======== Extract provided

Tag Archives: Value

How Do You Survive a Maelström? Seven Strategies

Situation: Edgar Allen Poe’s “Surviving the Maelström,” is a tale is of three brothers whose fishing boat is caught in a monstrous whirlpool, and how the reaction of each brother determines his fate. Similarly, in times of uncertainty, our ability to react with either panic or a rational, reasoned response determines our fate. How do you survive a maelström?

Advice of the CEOs:

  • Based on Poe’s story, you need to replace fear with assurance, uncertainty with boldness, and doubt with conviction.
  • There are several potential financial bubbles forming including student loans and negative interest rate loans to sovereign governments. Both, in their own way, pose a threat to the international and domestic financial systems and could rapidly impact borrowing costs for companies. The solutions are to stay in ongoing contact with customers, and to stay light and flexible as companies so that you can adapt to market changes.
  • For Internet companies, the shift to Freemium offerings (a base product for free with pay as you go functional add-ons) makes it more difficult to design viable business models, and means new competition for established companies in low capital cost businesses. Again, a solution is to stay in ongoing contact with customers, constantly reinforcing your value proposition and the reality of switching costs.

================

Written request
Can you write out the text on surviving a maelström, starting with "Tag Archives: Value" and going on through "fate. How do you survive a maelström?", and change "fishing boat" to "small vessel" along the way?

======== Provided material

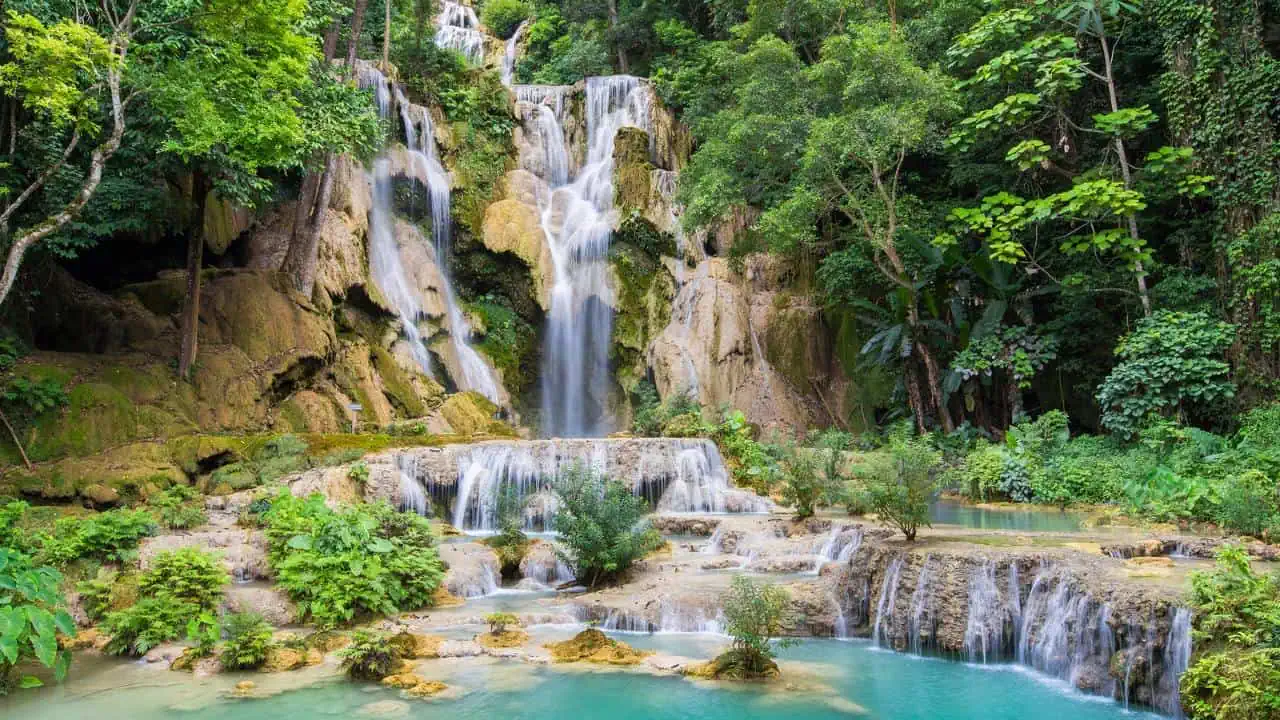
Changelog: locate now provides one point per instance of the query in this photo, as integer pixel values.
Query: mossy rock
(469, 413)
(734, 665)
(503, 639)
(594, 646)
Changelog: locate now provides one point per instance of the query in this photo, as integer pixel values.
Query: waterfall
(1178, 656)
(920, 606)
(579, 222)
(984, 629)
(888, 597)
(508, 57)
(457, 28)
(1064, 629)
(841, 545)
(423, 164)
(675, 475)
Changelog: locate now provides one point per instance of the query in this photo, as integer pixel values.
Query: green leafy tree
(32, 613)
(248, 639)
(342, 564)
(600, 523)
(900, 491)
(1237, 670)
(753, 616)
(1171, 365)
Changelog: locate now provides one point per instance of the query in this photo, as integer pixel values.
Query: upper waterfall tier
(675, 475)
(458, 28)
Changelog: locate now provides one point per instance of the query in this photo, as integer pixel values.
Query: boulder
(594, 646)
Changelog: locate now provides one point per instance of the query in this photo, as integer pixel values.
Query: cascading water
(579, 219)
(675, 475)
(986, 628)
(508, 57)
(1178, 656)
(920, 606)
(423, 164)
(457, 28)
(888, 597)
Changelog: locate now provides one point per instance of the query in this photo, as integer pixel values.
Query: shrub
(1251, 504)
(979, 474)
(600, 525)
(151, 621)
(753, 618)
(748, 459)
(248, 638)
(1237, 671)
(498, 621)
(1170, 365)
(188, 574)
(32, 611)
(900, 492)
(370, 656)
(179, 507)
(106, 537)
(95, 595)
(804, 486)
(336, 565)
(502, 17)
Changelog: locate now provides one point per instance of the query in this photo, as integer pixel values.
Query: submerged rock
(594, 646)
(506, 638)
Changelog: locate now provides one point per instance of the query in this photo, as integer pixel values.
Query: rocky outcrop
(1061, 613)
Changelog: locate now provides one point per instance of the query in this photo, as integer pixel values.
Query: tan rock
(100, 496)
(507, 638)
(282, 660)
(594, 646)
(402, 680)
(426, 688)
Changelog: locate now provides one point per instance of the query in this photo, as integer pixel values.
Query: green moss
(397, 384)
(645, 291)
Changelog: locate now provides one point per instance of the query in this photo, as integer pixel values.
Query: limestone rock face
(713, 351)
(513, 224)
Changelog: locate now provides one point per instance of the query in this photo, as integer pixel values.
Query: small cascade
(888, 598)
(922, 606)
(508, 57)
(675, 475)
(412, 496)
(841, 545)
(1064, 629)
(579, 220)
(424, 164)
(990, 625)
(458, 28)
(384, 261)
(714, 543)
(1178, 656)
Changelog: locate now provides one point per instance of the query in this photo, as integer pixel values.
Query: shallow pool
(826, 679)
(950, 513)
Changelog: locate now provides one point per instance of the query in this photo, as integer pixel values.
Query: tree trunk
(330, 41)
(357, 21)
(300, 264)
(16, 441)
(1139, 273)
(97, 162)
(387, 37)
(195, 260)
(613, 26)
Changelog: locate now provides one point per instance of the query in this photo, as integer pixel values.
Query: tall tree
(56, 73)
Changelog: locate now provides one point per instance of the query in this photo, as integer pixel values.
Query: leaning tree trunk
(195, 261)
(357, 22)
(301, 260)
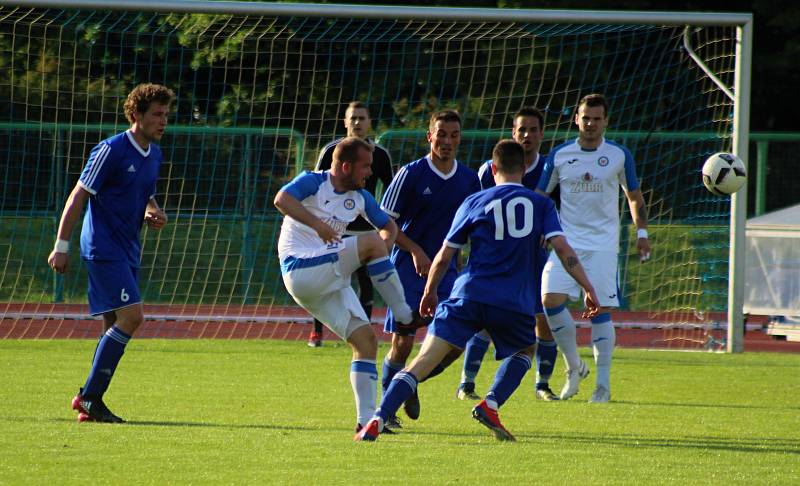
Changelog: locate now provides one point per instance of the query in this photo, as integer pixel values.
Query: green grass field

================

Exercise response
Tag Archives: Value

How Do You Survive a Maelström? Seven Strategies

Situation: Edgar Allen Poe’s “Surviving the Maelström,” is a tale is of three brothers whose small vessel is caught in a monstrous whirlpool, and how the reaction of each brother determines his fate. Similarly, in times of uncertainty, our ability to react with either panic or a rational, reasoned response determines our fate. How do you survive a maelström?